====== TASK INPUTS ======

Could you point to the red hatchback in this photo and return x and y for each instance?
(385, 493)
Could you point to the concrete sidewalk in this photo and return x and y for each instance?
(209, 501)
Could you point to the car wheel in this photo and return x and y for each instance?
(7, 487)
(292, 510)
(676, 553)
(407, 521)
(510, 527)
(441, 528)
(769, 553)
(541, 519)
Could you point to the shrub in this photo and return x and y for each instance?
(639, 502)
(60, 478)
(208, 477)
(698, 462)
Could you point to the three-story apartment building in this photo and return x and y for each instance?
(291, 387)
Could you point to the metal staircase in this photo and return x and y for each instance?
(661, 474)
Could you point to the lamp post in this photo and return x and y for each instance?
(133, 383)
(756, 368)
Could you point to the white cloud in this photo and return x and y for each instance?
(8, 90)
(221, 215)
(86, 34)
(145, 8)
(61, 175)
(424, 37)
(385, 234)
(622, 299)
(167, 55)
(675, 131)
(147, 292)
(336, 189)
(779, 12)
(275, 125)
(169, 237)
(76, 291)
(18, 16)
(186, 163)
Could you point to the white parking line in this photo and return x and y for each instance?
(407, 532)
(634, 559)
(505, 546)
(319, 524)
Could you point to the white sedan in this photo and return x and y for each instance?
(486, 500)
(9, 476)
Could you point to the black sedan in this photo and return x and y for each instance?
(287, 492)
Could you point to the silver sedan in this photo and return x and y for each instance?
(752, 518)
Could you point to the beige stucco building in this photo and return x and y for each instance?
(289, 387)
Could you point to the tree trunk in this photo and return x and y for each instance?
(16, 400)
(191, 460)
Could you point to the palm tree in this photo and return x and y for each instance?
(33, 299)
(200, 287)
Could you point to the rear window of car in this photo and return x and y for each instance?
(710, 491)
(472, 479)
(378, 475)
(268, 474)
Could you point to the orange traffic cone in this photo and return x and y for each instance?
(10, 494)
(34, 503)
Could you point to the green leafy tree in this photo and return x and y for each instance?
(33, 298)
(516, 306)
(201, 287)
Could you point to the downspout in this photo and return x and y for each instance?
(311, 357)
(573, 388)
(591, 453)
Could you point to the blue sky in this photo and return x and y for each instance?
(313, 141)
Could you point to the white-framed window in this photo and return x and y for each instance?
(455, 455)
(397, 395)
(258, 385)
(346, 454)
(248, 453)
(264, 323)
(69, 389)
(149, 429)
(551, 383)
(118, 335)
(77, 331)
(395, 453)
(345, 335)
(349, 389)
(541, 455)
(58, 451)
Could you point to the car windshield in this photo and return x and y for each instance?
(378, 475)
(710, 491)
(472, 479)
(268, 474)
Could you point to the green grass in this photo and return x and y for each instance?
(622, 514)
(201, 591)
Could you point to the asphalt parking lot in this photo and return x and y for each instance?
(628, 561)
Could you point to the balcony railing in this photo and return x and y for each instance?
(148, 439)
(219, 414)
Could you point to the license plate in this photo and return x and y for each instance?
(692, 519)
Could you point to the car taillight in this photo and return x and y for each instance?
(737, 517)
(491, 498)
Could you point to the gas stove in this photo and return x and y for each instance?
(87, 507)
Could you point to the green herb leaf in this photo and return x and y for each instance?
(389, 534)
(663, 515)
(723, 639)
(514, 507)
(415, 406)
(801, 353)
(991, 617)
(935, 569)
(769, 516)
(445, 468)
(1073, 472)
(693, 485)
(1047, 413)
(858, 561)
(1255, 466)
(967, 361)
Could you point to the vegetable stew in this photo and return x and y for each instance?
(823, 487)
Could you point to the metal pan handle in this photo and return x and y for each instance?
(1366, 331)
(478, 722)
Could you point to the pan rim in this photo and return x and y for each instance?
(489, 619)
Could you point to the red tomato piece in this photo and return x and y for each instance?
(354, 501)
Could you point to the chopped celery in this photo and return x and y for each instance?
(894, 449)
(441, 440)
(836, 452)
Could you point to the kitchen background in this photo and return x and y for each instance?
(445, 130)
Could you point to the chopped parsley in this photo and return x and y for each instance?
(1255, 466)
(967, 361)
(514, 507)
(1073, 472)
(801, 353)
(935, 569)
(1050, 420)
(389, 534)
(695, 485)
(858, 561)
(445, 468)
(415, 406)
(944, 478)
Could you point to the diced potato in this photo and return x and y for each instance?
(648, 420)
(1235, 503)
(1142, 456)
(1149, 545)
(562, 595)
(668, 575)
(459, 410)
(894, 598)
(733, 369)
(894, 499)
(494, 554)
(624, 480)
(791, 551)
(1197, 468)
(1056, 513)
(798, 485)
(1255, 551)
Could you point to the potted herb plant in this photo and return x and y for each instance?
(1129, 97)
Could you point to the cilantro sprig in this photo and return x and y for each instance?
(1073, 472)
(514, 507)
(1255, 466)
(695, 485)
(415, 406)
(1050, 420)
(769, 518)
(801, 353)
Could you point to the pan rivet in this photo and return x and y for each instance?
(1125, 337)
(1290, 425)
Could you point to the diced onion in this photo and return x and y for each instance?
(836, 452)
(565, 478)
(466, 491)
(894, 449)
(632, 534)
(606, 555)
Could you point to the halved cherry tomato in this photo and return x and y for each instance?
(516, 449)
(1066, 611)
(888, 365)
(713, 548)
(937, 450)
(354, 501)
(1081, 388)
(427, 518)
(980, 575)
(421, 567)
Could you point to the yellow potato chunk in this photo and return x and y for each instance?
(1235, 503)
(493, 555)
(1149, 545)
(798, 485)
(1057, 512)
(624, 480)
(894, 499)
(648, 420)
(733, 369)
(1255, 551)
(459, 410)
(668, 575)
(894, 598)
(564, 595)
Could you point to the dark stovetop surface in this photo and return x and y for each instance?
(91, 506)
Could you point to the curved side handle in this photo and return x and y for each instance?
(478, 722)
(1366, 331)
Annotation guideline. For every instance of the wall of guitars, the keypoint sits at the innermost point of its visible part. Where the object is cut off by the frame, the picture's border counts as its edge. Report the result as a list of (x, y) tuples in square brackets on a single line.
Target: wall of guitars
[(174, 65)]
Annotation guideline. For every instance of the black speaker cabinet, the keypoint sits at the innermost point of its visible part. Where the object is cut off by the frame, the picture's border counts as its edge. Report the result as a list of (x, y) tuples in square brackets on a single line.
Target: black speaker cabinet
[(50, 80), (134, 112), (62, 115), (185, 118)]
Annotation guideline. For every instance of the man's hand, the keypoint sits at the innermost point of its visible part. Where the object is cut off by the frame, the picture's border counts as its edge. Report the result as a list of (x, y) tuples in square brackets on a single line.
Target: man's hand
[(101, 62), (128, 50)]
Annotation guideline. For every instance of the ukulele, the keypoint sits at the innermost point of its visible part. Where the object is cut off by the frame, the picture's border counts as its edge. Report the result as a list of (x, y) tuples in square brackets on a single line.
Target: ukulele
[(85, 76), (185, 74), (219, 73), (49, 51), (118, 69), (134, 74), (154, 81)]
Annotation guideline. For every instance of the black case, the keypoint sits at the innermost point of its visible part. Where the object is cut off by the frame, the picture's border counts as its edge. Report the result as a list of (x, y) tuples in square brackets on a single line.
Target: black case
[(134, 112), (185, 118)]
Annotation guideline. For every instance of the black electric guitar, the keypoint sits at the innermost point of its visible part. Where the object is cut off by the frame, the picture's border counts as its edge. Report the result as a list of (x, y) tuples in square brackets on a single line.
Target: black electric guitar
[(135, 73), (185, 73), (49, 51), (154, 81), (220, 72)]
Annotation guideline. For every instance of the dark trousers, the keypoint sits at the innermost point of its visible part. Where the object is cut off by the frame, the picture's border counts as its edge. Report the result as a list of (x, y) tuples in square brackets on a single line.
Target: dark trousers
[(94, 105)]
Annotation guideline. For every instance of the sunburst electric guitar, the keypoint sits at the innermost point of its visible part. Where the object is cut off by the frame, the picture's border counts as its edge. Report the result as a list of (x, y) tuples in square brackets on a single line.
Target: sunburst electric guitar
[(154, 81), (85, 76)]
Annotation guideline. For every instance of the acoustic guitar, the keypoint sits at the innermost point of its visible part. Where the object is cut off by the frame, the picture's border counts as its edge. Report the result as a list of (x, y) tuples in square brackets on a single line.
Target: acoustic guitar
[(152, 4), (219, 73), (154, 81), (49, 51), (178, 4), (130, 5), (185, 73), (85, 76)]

======

◆ TASK BRIEF: Each line from the one containing "Annotation guideline. For every instance of the acoustic" to the last line of the material above should be reproduced word for word, with nothing added.

◆ THE ANSWER:
Annotation guideline. For every instance of the acoustic guitar, the keypoint sits at the innermost point of its visible part. Where the object is cut off by the frame, the picture's border counts as its edge. Report the result as a list of (x, y) tuples in square brackets on a single line.
Target: acoustic guitar
[(152, 4), (219, 73), (154, 81), (49, 51), (178, 4), (130, 5), (185, 73), (85, 76)]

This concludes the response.